Intervenção de Ana Mesquita na Assembleia de República

"Não se augura nada de bom para os grandes desafios ambientais"

Sr. Presidente,
Srs. Membros do Governo,
Sr.as e Srs. Deputados,
Gostaria, em primeiro lugar, de saudar o Partido Ecologista «Os Verdes» por ter trazido o tema das alterações climáticas, na sequência da Conferência de Paris, à discussão na Assembleia da República.
Perante o falhanço da Cimeira de Copenhaga em 2009, muitos qualificaram o acordo alcançado na COP21 de «histórico». Interessa-nos perceber se, afinal, não se trata apenas de um acordo retórico.
Mais ainda: algumas das linhas traçadas são verdadeiramente preocupantes e têm forçosamente de suscitar o aprofundamento da reflexão quanto a este tema. Desde logo, os objetivos mais ambiciosos da redução da emissão de gases com efeito de estufa não encontram resposta no texto aprovado.

(Entradas de um conjunto de anotações por pontos)
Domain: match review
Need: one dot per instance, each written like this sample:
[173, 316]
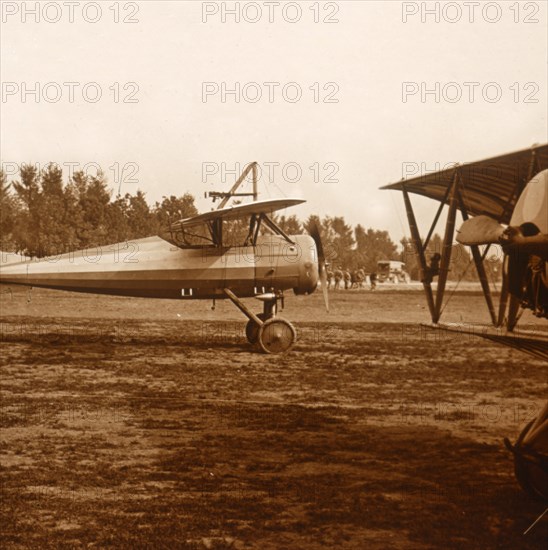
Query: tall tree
[27, 226]
[373, 246]
[7, 214]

### TAREFA PROPOSTA 1
Segundo o texto apresentado, por que motivo é saudado o Partido Ecologista «Os Verdes»? Responda em uma a três frases.
### TAREFA PROPOSTA 2
Reescreva todas as entradas trocando "tall tree" por "tall pine" e mantendo tudo o resto igual. Deixe as imagens de fora.

### RESPOSTA COMPLETA 1
O Partido Ecologista «Os Verdes» é saudado por ter trazido o tema das alterações climáticas à discussão na Assembleia da República, na sequência da Conferência de Paris.

### RESPOSTA COMPLETA 2
Domain: match review
Need: one dot per instance, each written like this sample:
[173, 316]
Query: tall pine
[27, 226]
[373, 246]
[7, 214]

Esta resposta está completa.